* begin THE INPUT *

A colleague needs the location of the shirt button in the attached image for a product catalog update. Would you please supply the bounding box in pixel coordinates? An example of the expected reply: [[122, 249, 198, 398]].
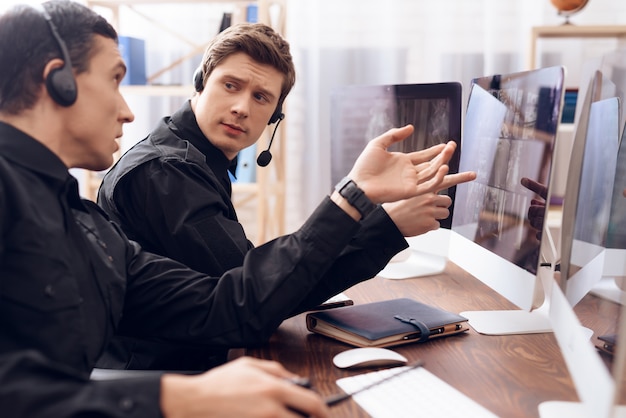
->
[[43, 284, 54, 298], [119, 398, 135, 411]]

* end THE INPUT *
* begin THE INPUT *

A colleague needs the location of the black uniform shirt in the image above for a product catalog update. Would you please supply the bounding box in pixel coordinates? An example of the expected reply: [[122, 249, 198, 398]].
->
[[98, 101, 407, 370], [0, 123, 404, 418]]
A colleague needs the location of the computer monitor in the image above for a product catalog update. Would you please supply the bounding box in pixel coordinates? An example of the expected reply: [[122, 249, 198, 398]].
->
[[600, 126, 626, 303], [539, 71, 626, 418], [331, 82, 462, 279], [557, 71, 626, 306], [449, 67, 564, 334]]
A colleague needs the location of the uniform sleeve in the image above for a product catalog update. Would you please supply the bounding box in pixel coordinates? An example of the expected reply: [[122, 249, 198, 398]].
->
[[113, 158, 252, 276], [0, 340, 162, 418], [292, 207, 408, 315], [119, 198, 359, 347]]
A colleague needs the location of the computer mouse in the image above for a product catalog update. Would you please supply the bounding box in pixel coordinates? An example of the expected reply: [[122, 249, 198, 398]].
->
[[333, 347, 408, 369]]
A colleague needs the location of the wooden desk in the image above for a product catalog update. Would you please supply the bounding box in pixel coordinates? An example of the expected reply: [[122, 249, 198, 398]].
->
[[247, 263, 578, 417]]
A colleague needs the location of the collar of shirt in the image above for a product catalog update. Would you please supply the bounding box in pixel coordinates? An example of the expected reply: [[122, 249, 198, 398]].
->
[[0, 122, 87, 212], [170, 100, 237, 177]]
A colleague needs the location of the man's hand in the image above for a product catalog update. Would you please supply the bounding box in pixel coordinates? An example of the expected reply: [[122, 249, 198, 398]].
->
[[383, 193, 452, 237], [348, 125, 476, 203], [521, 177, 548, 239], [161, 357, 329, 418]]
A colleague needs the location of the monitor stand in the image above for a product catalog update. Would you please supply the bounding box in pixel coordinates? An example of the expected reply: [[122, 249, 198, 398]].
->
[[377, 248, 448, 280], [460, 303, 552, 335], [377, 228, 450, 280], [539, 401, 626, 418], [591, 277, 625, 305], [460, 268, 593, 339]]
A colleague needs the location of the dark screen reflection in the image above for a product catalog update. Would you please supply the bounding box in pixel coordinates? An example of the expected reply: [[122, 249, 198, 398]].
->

* end THE INPUT *
* begin THE INPUT *

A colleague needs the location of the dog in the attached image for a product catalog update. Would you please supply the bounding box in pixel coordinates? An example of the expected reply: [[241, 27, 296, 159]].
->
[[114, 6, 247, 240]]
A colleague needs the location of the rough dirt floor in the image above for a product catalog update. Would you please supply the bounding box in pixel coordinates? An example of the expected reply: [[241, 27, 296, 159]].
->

* end THE INPUT *

List the lines starting at the one containing "A colleague needs the location of the shirt" and ending at the one containing "[[43, 284, 54, 298], [119, 398, 135, 411]]" as a JSON array of strings, one string per line with blank lines skipped. Leave the pictures out of the answer.

[
  "A colleague needs the location of the shirt button in the attached image for a product catalog update. Would you please supply the bounding box in pixel coordinates? An example of the expected reply: [[122, 249, 198, 398]].",
  "->",
  "[[43, 284, 54, 298], [119, 398, 135, 411]]"
]